→ CONSIGNE A: Recopiez le passage du texte sur la contrebande de médicaments en Irak compris entre « Avec l’arrivée de » et « prix du marché. », ces deux bouts de phrase inclus.
→ CONSIGNE B:
Pour chacune des affirmations ci-dessous, dites par oui ou par non si elle concorde avec le texte sur la contrebande de médicaments en Irak, et citez les mots du texte qui tranchent.
(i) D'après une enquête du journal The Independent Arabia, 70 % des médicaments vendus en Irak viennent de la contrebande.
(ii) La saisie des 19 camions de médicaments a eu lieu en décembre dernier.
(iii) Selon Mr. al Waili, l'Irak compte moins de dix postes frontière officieux.

→ TEXTE ÉTUDIÉ:
━━━━━━━━

Postes frontière illégaux

D’autres formes de trafics ont lieu autour des postes frontières officieux qui se situent hors du contrôle des autorités, selon Mr. Uday Slaiwa, il y a de nombreux passages frontaliers illégaux au travers desquels sont acheminés des médicaments venant de Turquie, de Jordanie ou d’Iran. Selon une enquête publiée par le journal The Independent Arabia, 70% des médicaments présents sur le marché irakiens sont issus de la contrebande. 

Bien qu’étant incapable de mettre un terme à l’afflux de médicaments illégaux sur le marché irakien, le ministère de la santé annonce régulièrement des saisies de produits pharmaceutiques de contrebande, surtout le long de la frontière Iran-Irak. Le plus récent cas eut lieu en octobre dernier lorsque les forces de sécurité ont saisi quelque 19 camions remplis de médicaments de contrebande. “La cargaison était acheminé par des routes abandonnées de la province de Diyala”, raconte Mr. Omar al Waili, le responsable de l’autorité des postes frontières irakiens.

Mr. al Waili a également soutenu que l’enquête sur l’origine de la cargaison avait mené directement aux milices proches de l’Iran officiant dans la région et qui ont profité du recul de l’Etat ces dernières années pour établir des points de passages avec l’Iran en dehors de toute réglementation. 

Le ministère de l’Intérieur s’efforce de convaincre qu’il a une stratégie pour rétablir la souveraineté de l’État sur les frontières et prévenir les opérations de contrebande. Toutefois, beaucoup d’éléments incriminent les milices en Irak alors même que le gouvernement tente de retrouver des pans de souveraineté. Ce constat est d’autant plus troublant que les milices en question ont acquis une certaine légitimité auprès de l’État et sont financées par le budget du gouvernement. 

S’exprimant sur le sujet, Mr al Waili tente de rassurer: “Nous faisons de notre mieux, mais il y aura toujours des failles à nos frontières, et cela concerne les biens comme les produits pharmaceutiques. Il y a plus de 21 postes frontière officieux en Irak. Ces points de passage représentent un défi majeur pour les autorités”. Malgré l’impuissance gouvernementale, la plupart de ces postes-frontières illégaux auraient déjà étés repérés par les polices aux frontières, selon Mr. al Waili. 

La contrebande explose durant la COVID

Avec l’arrivée de l’épidémie de COVID-19 en Irak, la contrebande s’est considérablement développée dans le pays. Cela tient en partie aux problèmes inhérents au secteur de la santé en Irak et à l’insuffisance de l’approvisionnement médical en Irak. 

S’exprimant sur le sujet, le président du syndicat des médecins irakien, monsieur Abdul Amir Al-Shammari soutient que l’épidémie a été d’autant plus instrumentalisée pour acheminer des produits et les redistribuer sur le marché à des prix supérieurs au prix du marché.

━━━━━━━━

→ DONNÉES DE L'EXERCICE:
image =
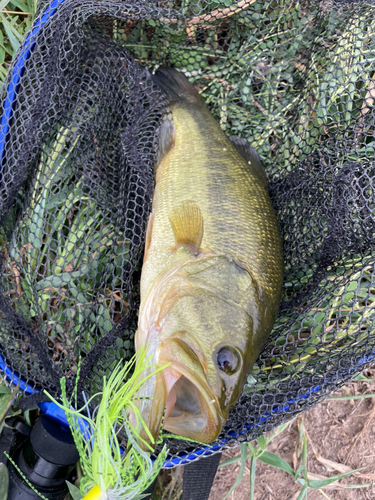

━━━━━━━━

→ VOTRE RÉPONSE A:
Avec l’arrivée de l’épidémie de COVID-19 en Irak, la contrebande s’est considérablement développée dans le pays. Cela tient en partie aux problèmes inhérents au secteur de la santé en Irak et à l’insuffisance de l’approvisionnement médical en Irak. 

S’exprimant sur le sujet, le président du syndicat des médecins irakien, monsieur Abdul Amir Al-Shammari soutient que l’épidémie a été d’autant plus instrumentalisée pour acheminer des produits et les redistribuer sur le marché à des prix supérieurs au prix du marché.

→ VOTRE RÉPONSE B:
(i) Oui : « 70% des médicaments présents sur le marché irakiens sont issus de la contrebande ».
(ii) Non : « Le plus récent cas eut lieu en octobre dernier ».
(iii) Non : « Il y a plus de 21 postes frontière officieux en Irak. »